— Passage for review —
==============================

Chris Palmer brings together drawings from two periods that dwell on remnants. The works are a reflection on what is left behind when external forces – whether the makings of nature or humans – prevail. In the works, Palmer explores places seen on his travels around rural Victoria as well as the spaces that he calls home.
The first series of drawings are from the past. The ruins of a country hotel, a dilapidated building on the main street of a rural town, and a storm-damaged pier stretching out from a sand-bagged beach. Drawn in different years some ten years ago, these charcoal images are observations on nature’s slow interventions over time. In them, we see abandoned structures breaking down and returning to the wild.

==============================

— Extracted material —
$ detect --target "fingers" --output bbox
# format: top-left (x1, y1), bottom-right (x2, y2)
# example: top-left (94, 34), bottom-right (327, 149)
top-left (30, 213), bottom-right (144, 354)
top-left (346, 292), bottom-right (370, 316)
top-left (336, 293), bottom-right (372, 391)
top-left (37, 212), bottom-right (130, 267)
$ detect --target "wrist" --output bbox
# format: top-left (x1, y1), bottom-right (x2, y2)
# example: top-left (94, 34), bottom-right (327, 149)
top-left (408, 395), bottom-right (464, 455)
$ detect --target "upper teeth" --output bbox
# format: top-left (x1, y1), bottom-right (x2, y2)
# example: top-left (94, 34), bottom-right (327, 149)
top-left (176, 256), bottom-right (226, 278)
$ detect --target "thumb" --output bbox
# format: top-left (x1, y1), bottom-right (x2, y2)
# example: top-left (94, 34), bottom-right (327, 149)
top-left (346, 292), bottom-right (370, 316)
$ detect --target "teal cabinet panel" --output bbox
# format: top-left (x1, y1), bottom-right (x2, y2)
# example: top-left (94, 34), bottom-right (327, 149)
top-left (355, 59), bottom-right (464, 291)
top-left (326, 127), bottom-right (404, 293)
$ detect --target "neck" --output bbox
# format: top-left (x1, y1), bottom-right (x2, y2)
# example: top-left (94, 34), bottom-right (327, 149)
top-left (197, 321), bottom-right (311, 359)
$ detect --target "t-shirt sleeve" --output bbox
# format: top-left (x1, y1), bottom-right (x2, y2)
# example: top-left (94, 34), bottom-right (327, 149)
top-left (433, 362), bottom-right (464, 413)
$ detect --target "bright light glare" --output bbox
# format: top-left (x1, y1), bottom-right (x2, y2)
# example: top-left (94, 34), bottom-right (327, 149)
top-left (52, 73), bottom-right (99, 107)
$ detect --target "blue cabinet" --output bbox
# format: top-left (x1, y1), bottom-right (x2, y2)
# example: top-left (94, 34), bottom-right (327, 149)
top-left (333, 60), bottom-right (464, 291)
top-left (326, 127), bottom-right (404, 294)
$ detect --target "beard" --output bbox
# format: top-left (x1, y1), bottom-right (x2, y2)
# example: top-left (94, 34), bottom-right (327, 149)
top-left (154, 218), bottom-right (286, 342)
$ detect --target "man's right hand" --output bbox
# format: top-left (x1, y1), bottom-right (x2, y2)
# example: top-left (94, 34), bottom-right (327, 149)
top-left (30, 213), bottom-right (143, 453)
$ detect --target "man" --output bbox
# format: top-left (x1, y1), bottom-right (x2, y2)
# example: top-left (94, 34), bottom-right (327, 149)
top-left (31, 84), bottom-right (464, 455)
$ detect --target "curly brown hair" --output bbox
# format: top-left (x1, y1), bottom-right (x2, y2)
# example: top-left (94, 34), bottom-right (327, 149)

==============================

— Exercise instructions —
- 1) Write out the passage on Chris Palmer's drawings between "Chris Palmer brings" and "he calls home.", inclusive.
- 2) Render this sentence from the passage on Chris Palmer's drawings in Spanish: "In them, we see abandoned structures breaking down and returning to the wild."
- 3) Give what follows the last sentence of the passage on Chris Palmer's drawings.
The records play no part in what you are asked to do.

— Answers to the exercise —
- 1)
Chris Palmer brings together drawings from two periods that dwell on remnants. The works are a reflection on what is left behind when external forces – whether the makings of nature or humans – prevail. In the works, Palmer explores places seen on his travels around rural Victoria as well as the spaces that he calls home.

- 2) En ellas, vemos estructuras abandonadas que se desmoronan y vuelven a lo salvaje.

- 3)
The recent drawings are meditations on the present. In one, a stand of trees still remains after logging in a state park. In the two smaller drawings, Palmer’s relocation during the pandemic sees him focussed on his immediate surrounds. From the wonderland of an ocean rockpool where he used to swim, to the sprawling garden of the one-time farmhouse which would be his lockdown retreat, Palmer contemplates joys within that have been disrupted by chaos without.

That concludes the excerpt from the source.